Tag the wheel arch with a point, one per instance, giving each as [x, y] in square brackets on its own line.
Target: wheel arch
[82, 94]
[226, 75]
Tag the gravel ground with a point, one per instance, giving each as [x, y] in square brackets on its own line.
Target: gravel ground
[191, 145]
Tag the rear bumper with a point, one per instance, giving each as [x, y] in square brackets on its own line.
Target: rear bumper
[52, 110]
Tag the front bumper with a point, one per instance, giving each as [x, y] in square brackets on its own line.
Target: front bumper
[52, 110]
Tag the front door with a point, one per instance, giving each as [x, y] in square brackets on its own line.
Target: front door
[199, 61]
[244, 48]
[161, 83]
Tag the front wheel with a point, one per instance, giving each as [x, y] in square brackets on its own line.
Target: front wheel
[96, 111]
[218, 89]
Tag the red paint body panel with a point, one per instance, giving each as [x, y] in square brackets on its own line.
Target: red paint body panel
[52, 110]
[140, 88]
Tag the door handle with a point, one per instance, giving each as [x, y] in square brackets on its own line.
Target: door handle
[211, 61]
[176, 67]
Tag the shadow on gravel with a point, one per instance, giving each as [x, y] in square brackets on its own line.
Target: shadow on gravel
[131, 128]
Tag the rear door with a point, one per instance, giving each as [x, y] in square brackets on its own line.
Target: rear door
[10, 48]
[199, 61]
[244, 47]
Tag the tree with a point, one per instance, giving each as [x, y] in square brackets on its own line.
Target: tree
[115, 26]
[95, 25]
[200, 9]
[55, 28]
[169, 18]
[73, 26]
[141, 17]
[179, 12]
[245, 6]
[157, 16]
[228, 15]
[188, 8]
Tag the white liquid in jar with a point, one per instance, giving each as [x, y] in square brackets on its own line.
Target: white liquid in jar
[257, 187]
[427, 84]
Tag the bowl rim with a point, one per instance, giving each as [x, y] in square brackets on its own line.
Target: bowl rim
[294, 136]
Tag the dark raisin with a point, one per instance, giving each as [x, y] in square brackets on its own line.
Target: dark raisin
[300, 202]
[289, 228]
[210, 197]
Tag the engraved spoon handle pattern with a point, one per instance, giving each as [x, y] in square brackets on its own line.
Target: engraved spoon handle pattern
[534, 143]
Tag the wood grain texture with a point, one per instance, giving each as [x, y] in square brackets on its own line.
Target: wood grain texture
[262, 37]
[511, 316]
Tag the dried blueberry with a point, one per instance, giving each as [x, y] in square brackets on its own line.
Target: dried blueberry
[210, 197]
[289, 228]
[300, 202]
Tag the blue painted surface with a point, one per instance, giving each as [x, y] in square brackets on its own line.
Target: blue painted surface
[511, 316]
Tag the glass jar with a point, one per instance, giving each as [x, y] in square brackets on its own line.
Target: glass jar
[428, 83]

+++

Goal: Exactly repeat the lines from the line that contains "Tag the dark" to the end of the entries, both included, and leave out all other lines.

Task answer:
Tag the dark raisin with a point, one per instance, giving each as [x, y] in square brackets on its own line.
Target: dark raisin
[300, 202]
[289, 228]
[210, 197]
Tag the engraved spoon handle pattern with a point, one per instance, giving each as [x, y] in square brackets on its own line.
Target: engraved spoon handle pattern
[534, 143]
Tag the wood grain texture with a point, one per instance, giving each as [x, y] in square brackets on its own line.
Target: wood grain texture
[262, 37]
[511, 316]
Tag the dried blueberry with a point, one per instance, giving each as [x, y] in square brackets on its own line.
Target: dried blueberry
[210, 197]
[289, 228]
[300, 202]
Tag the blue painted surface with a point, one per instance, giving each as [x, y] in square brackets on its own line.
Target: blue painted surface
[511, 316]
Tag the glass jar with a point, one per instance, giving each as [x, y] in square brackets on its own line.
Target: glass jar
[428, 83]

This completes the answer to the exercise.